*** RECORD EXCERPTS Section Begins ***
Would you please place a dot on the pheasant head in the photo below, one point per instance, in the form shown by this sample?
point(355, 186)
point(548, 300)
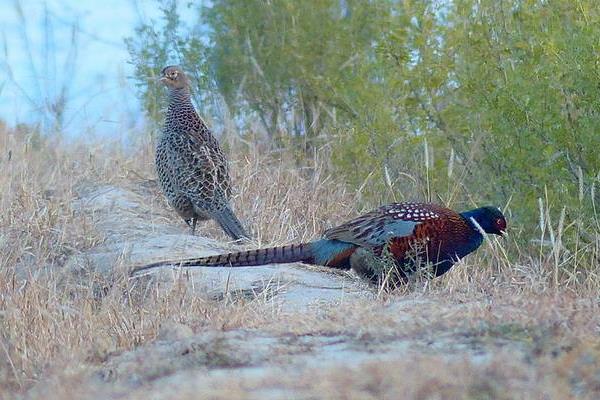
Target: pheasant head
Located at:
point(174, 78)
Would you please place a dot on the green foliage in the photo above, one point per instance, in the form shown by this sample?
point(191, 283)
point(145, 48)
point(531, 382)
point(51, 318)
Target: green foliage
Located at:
point(157, 45)
point(463, 102)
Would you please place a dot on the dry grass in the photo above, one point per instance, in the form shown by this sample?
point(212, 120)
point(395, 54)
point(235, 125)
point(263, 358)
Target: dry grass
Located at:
point(54, 333)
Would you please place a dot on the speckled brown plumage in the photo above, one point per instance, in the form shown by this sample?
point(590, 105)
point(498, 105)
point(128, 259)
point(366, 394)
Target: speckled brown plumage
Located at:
point(191, 167)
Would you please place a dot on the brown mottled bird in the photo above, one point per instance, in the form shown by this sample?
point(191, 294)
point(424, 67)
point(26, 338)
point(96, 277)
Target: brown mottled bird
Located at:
point(191, 167)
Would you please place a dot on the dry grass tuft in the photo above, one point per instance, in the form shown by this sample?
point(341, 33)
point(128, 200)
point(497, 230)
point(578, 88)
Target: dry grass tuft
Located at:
point(54, 332)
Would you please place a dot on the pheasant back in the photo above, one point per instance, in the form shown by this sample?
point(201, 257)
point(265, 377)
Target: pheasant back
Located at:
point(406, 231)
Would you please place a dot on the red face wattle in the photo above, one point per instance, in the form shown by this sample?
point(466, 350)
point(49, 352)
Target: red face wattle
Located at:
point(501, 224)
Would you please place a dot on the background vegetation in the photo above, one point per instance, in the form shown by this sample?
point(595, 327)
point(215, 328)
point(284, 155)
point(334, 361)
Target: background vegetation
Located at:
point(464, 102)
point(328, 108)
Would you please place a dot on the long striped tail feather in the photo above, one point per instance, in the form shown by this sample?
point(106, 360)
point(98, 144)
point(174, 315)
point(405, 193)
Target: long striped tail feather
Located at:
point(249, 258)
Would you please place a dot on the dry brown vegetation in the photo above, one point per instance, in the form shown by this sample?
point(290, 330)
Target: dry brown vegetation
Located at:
point(536, 325)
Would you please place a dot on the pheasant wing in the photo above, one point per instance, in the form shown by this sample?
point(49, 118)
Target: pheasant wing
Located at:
point(203, 171)
point(377, 227)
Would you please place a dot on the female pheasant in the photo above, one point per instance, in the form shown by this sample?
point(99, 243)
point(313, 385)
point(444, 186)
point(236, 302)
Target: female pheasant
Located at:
point(191, 167)
point(408, 232)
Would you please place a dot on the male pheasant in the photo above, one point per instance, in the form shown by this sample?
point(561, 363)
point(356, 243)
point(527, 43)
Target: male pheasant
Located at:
point(191, 167)
point(409, 231)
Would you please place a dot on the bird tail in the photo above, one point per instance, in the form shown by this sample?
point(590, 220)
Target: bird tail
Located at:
point(230, 223)
point(275, 255)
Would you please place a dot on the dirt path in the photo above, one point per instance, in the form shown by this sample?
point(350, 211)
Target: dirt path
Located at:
point(316, 334)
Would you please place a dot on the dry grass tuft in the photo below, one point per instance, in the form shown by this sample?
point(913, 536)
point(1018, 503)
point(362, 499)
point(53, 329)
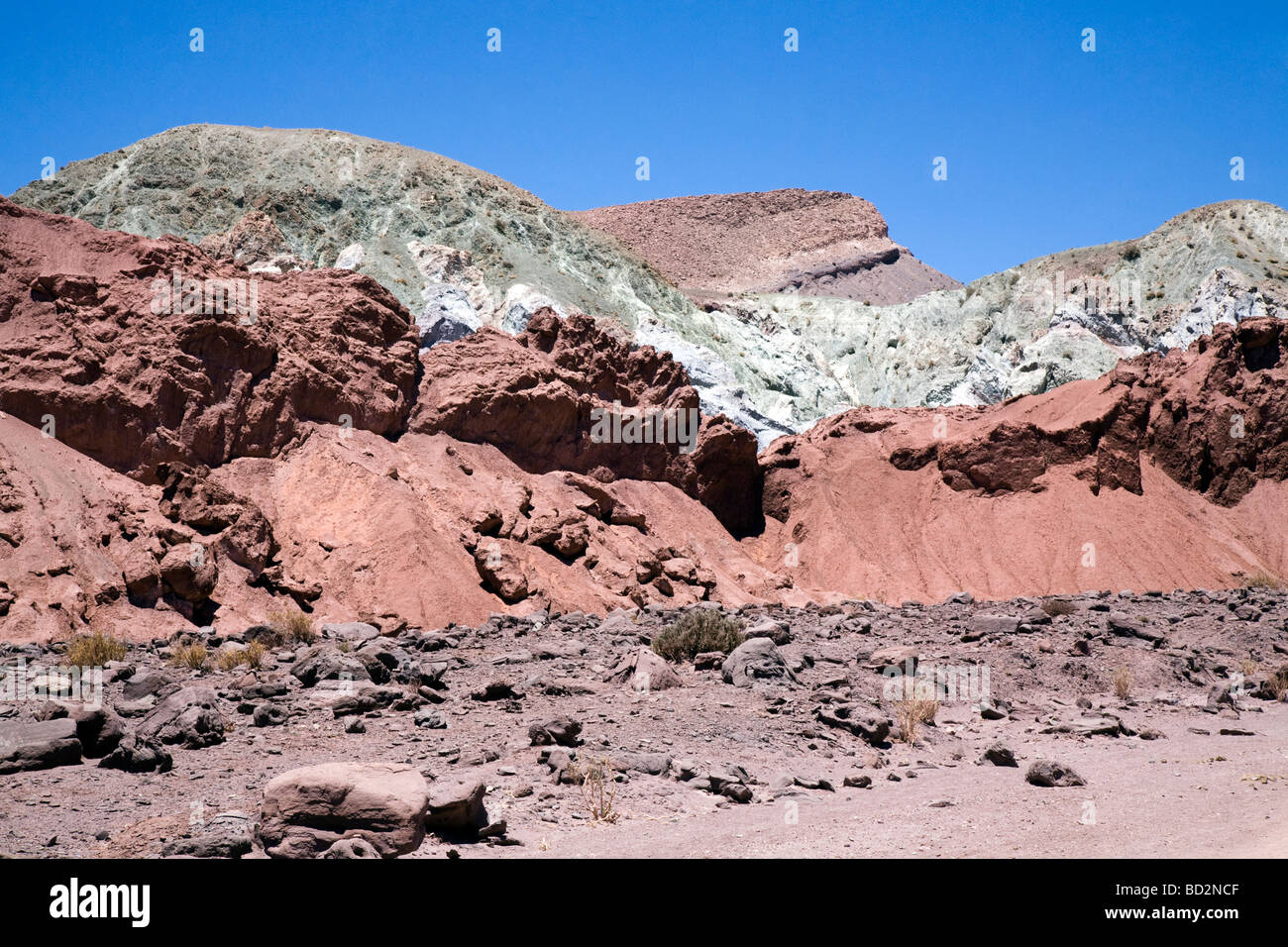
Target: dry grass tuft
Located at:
point(252, 656)
point(94, 650)
point(191, 656)
point(595, 777)
point(292, 625)
point(912, 712)
point(1124, 681)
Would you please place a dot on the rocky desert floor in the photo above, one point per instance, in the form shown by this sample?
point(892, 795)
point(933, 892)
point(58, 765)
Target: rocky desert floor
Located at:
point(795, 745)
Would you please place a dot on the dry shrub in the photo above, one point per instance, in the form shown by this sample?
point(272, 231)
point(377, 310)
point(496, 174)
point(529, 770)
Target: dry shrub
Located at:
point(1057, 605)
point(1122, 684)
point(94, 650)
point(191, 656)
point(595, 777)
point(912, 712)
point(1279, 684)
point(1262, 579)
point(697, 631)
point(291, 625)
point(252, 656)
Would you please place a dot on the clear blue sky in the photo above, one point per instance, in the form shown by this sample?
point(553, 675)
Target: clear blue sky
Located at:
point(1047, 147)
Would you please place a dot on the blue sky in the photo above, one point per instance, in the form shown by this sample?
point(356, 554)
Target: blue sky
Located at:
point(1047, 146)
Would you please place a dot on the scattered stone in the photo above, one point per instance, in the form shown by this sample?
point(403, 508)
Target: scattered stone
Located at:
point(563, 731)
point(456, 810)
point(136, 755)
point(227, 835)
point(645, 671)
point(307, 810)
point(39, 745)
point(1000, 755)
point(1051, 774)
point(755, 661)
point(189, 718)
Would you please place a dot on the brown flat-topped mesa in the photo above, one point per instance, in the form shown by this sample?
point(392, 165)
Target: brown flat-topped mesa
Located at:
point(812, 243)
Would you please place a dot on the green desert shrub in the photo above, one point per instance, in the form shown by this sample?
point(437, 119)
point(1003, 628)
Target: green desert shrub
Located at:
point(697, 631)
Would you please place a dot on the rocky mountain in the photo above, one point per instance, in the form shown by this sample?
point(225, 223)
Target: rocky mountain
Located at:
point(807, 243)
point(171, 460)
point(459, 248)
point(463, 250)
point(1039, 325)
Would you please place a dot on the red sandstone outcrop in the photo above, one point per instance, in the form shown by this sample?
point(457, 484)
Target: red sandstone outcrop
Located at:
point(1170, 472)
point(95, 342)
point(482, 486)
point(540, 395)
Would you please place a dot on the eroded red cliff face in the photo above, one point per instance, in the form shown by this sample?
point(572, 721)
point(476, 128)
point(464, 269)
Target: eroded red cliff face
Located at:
point(94, 339)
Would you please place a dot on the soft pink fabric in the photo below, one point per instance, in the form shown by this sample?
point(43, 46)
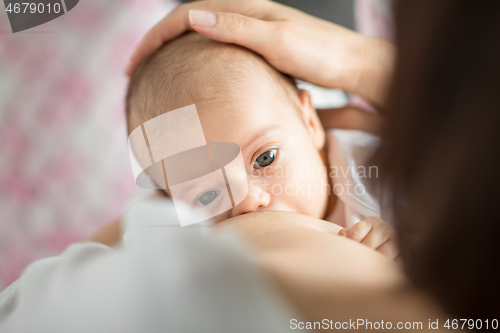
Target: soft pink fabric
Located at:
point(64, 167)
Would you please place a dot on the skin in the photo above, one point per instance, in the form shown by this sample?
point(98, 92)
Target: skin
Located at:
point(293, 42)
point(315, 270)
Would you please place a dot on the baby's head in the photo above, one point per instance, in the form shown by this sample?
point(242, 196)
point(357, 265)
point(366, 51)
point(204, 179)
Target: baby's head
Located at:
point(241, 99)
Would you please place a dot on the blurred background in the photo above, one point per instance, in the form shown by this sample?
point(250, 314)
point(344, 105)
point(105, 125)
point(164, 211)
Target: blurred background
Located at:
point(64, 166)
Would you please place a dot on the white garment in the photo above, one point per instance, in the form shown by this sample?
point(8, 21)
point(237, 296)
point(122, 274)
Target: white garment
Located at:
point(354, 182)
point(165, 279)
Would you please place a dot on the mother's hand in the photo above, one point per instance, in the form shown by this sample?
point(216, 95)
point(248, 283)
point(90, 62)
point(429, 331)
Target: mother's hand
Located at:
point(293, 42)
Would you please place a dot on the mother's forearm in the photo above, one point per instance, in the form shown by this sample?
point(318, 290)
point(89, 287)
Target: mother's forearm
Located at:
point(369, 72)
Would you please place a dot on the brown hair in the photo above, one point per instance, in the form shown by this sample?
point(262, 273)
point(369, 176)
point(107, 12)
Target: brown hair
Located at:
point(440, 164)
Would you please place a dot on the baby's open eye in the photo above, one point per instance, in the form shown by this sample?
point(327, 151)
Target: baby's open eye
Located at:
point(265, 159)
point(208, 197)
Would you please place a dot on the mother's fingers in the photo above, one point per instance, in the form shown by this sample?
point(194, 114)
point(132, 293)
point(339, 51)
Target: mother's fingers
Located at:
point(252, 33)
point(177, 22)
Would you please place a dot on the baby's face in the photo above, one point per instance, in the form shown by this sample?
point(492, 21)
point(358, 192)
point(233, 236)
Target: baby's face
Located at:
point(283, 161)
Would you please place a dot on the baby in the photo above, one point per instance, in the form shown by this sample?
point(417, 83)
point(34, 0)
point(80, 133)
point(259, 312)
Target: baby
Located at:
point(291, 163)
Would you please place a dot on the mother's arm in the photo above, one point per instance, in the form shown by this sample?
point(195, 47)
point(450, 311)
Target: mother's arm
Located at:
point(293, 42)
point(327, 276)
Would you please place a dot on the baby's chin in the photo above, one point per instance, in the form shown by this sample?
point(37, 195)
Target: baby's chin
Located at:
point(272, 218)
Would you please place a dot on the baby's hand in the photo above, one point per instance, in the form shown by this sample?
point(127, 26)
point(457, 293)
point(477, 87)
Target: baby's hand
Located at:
point(375, 233)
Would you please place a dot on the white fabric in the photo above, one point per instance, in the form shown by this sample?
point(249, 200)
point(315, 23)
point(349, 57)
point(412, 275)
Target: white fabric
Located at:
point(165, 279)
point(348, 153)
*** RECORD EXCERPTS Section Ends ***
PROBLEM TO SOLVE:
Where the string "head" shows up in the listing above, copy the line that holds it.

RESPONSE BELOW:
Would you please place a dot on the pheasant head in the photo below, one point per instance, in the form shown by this sample?
Target: pheasant head
Would you please place a dot on the baby's head in the photo above, one point per instance, in the form shown by this sample?
Target: baby's head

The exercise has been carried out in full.